Given exercise 1: The article about the Tohoku earthquake describes China and the Philippines offering aid to Japan. Explain why they did so, in one to three sentences.

Excerpt provided:

Tohoku Earthquake and Nipponophobia
Ten days after the 3/11 earthquake and tsunami struck the Tohoku region of Japan; the country is still suffering from the devastating effects of nature’s wrath and the on-going nuclear power plant crisis. Prime Minister Naoto Kan described the situation as Japan’s worst crisis since the Second World War.
Standard & Poor’s and IHI Global Insight said that the cost of 3/11 to Japan is around $150 to $200 billion and Japan’s real GDP growth this year could be cut by 0.2%–0.5%. Staggering sad economic loss it is indeed but the loss of people’s lives estimated to be around 15,000 is the one that brings great grief to the Japanese people. I bow my head as I express my most sincere sympathies to my Japanese friends and to the Japanese people.
In the spirit of sympathy and solidarity, China and Philippines have offered aid to Japan. In the immediate aftermath of the earthquake and ensuing tsunami, both Philippine President Benigno Aquino III and Chinese Premier Wen Jiabao offered their deep sympathy and solidarity as well as humanitarian and financial assistance to Japan.
A Chinese search-rescue-and-relief team immediately arrived in Japan and the Chinese government have donated $4.5 million. Premier Wen has also reiterated that China stands ready to provide more assistance to the Japanese people if they would need it. On the part of the Philippine government, it has send its own assistance team to Japan and has offered $14 million financial aid to Japan. In addition to the government-to-government level assistance, countless number of Filipinos and Chinese people has also offered financial and humanitarian assistance to Japan.

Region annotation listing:

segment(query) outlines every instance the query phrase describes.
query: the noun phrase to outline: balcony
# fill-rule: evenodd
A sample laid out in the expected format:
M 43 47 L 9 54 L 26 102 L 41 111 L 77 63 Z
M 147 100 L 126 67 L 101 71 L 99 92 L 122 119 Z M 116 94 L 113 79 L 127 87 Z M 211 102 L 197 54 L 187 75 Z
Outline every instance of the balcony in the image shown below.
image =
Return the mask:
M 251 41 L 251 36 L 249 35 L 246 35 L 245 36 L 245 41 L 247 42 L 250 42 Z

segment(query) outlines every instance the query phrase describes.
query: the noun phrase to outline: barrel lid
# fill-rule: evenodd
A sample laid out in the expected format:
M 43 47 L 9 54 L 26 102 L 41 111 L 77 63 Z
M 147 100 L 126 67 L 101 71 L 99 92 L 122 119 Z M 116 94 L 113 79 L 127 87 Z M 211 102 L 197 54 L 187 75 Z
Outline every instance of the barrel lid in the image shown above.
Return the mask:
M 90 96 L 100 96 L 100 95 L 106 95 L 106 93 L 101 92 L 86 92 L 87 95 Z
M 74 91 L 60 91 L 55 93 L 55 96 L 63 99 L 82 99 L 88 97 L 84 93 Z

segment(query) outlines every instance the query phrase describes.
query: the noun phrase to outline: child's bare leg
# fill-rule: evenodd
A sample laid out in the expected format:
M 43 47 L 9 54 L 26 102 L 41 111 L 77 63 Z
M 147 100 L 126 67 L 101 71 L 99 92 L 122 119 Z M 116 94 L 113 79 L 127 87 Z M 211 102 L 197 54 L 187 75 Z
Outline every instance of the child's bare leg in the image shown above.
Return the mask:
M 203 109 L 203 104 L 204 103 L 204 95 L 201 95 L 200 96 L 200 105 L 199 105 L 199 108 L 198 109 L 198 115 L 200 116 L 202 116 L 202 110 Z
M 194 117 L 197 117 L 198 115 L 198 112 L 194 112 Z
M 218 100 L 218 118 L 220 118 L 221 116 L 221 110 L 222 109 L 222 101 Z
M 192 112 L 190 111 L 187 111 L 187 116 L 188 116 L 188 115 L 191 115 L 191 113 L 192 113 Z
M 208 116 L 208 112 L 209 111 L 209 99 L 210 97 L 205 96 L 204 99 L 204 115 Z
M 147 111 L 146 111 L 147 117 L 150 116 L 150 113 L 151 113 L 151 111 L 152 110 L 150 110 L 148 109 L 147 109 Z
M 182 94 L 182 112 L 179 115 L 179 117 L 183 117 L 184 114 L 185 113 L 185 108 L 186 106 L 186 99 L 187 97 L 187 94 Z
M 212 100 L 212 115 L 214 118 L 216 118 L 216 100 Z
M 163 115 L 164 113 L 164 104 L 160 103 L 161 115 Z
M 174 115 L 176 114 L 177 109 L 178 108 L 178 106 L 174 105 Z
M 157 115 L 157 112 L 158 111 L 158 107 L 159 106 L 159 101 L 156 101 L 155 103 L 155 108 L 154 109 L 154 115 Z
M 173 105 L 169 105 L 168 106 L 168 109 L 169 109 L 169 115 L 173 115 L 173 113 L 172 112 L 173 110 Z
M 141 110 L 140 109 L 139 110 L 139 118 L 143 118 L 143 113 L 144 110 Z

Given exercise 2: In the listing, begin at its first line and continue through the line with "M 251 41 L 251". Switch "balcony" to "terrace" and leave everything else unchanged.

Problem solution 1: China and the Philippines offered aid to Japan in the spirit of sympathy and solidarity. Soon after the earthquake and tsunami, Philippine President Benigno Aquino III and Chinese Premier Wen Jiabao expressed their deep sympathy and solidarity and offered humanitarian and financial assistance.

Problem solution 2:
segment(query) outlines every instance the query phrase describes.
query: the noun phrase to outline: terrace
# fill-rule: evenodd
A sample laid out in the expected format:
M 43 47 L 9 54 L 26 102 L 41 111 L 77 63 Z
M 147 100 L 126 67 L 101 71 L 99 92 L 122 119 Z M 116 94 L 113 79 L 127 87 Z M 211 102 L 197 54 L 187 75 Z
Outline every instance of the terrace in the image shown below.
image =
Return the mask:
M 251 41 L 251 36 L 249 35 L 246 35 L 245 36 L 245 41 L 247 42 L 250 42 Z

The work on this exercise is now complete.